Your answer should be every line with the word "eyebrow", copied from the data below.
#### DATA PROVIDED ####
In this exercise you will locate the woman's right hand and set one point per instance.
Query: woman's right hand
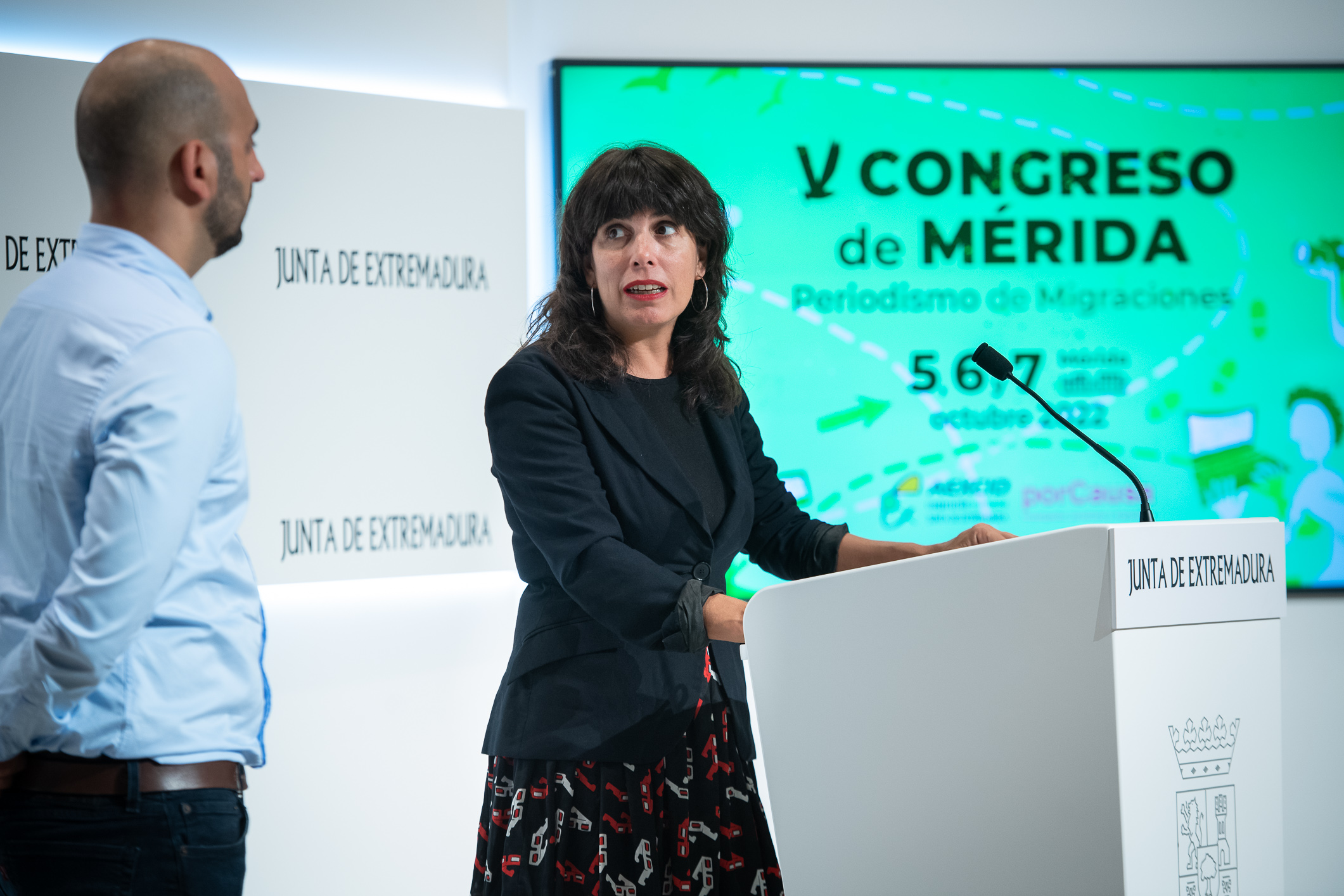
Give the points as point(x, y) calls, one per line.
point(724, 618)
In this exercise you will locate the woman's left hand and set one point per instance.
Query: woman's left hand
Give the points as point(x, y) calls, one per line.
point(979, 534)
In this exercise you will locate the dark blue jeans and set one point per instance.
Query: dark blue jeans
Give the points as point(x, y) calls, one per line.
point(184, 843)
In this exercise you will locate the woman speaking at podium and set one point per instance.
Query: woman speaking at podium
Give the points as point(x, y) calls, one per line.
point(632, 475)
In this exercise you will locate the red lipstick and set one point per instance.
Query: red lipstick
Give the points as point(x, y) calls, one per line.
point(646, 289)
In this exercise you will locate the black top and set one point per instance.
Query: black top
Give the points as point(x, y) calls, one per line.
point(684, 437)
point(615, 546)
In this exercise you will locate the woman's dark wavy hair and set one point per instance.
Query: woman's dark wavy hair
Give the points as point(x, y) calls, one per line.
point(623, 182)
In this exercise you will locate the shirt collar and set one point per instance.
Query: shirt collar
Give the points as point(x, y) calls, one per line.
point(132, 250)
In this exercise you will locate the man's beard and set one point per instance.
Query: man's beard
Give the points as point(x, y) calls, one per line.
point(225, 213)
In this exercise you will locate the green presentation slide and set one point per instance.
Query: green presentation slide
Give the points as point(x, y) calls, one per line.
point(1156, 250)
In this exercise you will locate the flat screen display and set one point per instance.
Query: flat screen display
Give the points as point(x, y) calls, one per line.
point(1156, 250)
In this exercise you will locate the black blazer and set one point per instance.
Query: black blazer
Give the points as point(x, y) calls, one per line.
point(606, 532)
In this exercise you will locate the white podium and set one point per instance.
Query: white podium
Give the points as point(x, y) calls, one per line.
point(1085, 711)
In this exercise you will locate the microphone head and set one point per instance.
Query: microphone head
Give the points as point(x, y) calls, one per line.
point(992, 362)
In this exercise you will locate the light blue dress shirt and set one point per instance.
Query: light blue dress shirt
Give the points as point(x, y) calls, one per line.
point(131, 625)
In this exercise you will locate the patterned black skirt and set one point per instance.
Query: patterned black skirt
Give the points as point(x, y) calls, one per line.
point(690, 824)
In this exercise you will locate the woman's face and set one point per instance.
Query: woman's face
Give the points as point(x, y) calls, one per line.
point(644, 269)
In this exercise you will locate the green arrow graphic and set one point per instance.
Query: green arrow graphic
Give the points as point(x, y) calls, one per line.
point(869, 410)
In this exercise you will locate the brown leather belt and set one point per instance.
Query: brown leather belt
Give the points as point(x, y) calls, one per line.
point(104, 777)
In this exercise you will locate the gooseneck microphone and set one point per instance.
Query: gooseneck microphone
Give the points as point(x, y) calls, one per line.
point(1001, 368)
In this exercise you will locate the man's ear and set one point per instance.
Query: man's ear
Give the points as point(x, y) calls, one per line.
point(195, 174)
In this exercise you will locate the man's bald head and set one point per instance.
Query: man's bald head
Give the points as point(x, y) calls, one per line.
point(141, 104)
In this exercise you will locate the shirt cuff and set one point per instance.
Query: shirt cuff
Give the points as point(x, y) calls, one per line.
point(691, 636)
point(826, 546)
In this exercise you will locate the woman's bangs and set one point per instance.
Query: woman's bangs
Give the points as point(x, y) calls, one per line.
point(634, 188)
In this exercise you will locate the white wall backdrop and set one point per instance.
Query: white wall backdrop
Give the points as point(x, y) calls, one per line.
point(495, 53)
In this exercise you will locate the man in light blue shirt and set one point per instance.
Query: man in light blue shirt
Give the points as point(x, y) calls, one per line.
point(131, 628)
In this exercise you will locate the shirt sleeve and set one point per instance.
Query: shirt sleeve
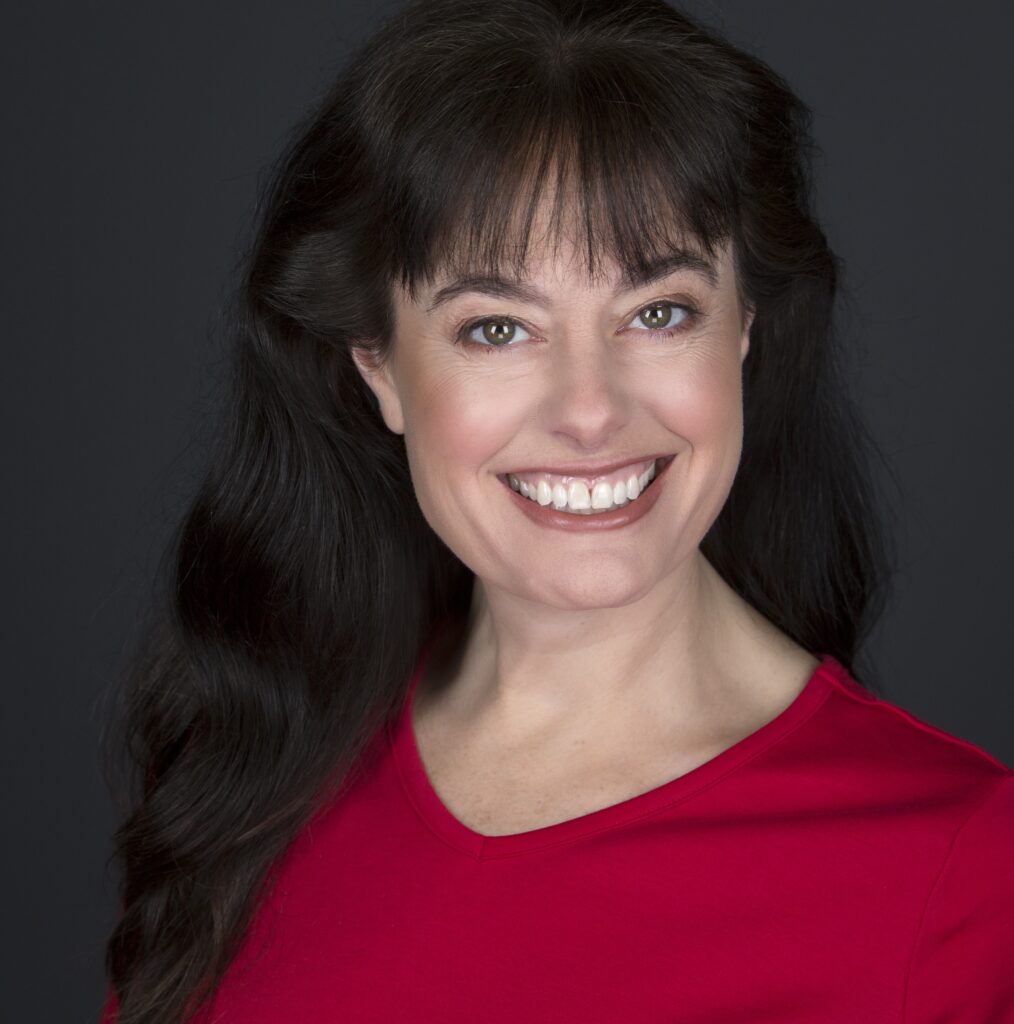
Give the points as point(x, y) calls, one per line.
point(962, 967)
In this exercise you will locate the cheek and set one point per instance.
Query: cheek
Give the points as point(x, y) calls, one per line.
point(465, 420)
point(704, 401)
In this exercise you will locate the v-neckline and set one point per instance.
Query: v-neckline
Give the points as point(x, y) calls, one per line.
point(473, 844)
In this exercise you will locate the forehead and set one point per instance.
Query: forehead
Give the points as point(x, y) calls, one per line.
point(549, 271)
point(553, 238)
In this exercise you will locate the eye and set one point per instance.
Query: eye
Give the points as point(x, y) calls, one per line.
point(665, 318)
point(498, 332)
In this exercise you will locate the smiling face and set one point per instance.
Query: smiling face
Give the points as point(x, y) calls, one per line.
point(560, 372)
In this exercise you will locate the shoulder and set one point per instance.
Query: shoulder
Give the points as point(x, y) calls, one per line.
point(894, 741)
point(964, 946)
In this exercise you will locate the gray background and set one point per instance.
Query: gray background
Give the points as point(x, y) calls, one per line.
point(136, 134)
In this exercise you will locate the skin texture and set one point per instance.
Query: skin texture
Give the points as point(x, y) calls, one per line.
point(617, 658)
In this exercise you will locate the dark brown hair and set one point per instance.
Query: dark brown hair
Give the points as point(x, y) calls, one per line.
point(303, 579)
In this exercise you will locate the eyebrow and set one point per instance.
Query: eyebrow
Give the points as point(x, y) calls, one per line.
point(505, 288)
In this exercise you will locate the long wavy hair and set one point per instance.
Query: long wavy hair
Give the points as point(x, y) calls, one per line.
point(303, 580)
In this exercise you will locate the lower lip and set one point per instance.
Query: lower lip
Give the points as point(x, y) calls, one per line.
point(548, 515)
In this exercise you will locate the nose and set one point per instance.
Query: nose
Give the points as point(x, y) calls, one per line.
point(587, 401)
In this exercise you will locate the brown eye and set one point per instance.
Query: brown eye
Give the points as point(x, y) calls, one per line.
point(658, 314)
point(498, 332)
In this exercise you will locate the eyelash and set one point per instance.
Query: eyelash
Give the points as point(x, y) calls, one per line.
point(692, 316)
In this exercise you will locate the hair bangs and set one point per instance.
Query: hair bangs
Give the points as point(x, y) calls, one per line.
point(586, 162)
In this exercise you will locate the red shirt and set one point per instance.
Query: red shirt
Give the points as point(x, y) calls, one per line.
point(846, 863)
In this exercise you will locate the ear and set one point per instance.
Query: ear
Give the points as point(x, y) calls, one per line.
point(745, 339)
point(381, 381)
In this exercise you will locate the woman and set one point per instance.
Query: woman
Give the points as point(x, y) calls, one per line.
point(507, 669)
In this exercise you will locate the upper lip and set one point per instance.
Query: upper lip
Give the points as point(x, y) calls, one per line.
point(591, 468)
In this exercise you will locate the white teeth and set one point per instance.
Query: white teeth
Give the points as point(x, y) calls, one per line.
point(576, 497)
point(602, 497)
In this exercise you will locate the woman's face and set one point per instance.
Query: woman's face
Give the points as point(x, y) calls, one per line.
point(586, 375)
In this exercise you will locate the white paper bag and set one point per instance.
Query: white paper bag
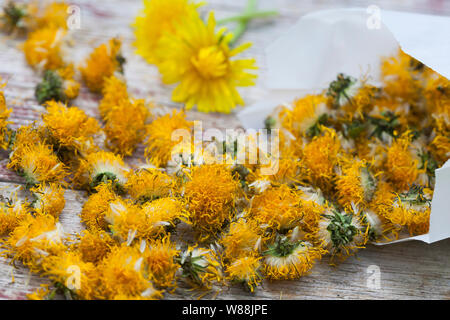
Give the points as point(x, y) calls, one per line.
point(322, 44)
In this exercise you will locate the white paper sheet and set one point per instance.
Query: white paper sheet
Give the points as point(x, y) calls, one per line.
point(322, 44)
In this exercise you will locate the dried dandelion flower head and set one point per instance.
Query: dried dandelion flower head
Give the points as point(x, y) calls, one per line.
point(43, 48)
point(128, 221)
point(201, 267)
point(101, 64)
point(34, 239)
point(160, 261)
point(355, 183)
point(210, 195)
point(159, 144)
point(15, 17)
point(285, 260)
point(5, 133)
point(201, 63)
point(69, 127)
point(58, 85)
point(341, 233)
point(156, 19)
point(23, 138)
point(49, 199)
point(62, 267)
point(411, 209)
point(11, 213)
point(164, 214)
point(94, 245)
point(245, 270)
point(400, 77)
point(147, 184)
point(122, 276)
point(114, 91)
point(43, 292)
point(320, 157)
point(53, 15)
point(38, 164)
point(402, 163)
point(125, 126)
point(95, 208)
point(242, 239)
point(102, 166)
point(282, 208)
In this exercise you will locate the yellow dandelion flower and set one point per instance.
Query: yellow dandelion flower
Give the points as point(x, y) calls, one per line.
point(341, 233)
point(281, 208)
point(210, 196)
point(159, 142)
point(147, 184)
point(43, 48)
point(49, 199)
point(440, 146)
point(58, 85)
point(401, 164)
point(122, 276)
point(411, 209)
point(157, 18)
point(102, 166)
point(355, 184)
point(15, 17)
point(243, 239)
point(245, 270)
point(286, 260)
point(201, 267)
point(129, 222)
point(69, 127)
point(4, 115)
point(160, 261)
point(164, 214)
point(73, 274)
point(11, 214)
point(125, 126)
point(101, 64)
point(320, 158)
point(94, 245)
point(200, 62)
point(35, 238)
point(38, 164)
point(95, 208)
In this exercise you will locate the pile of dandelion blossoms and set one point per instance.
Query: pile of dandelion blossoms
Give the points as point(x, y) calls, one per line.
point(356, 166)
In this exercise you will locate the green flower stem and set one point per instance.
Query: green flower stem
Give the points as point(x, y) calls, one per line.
####
- **EXPECTED OUTPUT**
In this exercise you will locate the eyebrow and set one point per instance.
Query: eyebrow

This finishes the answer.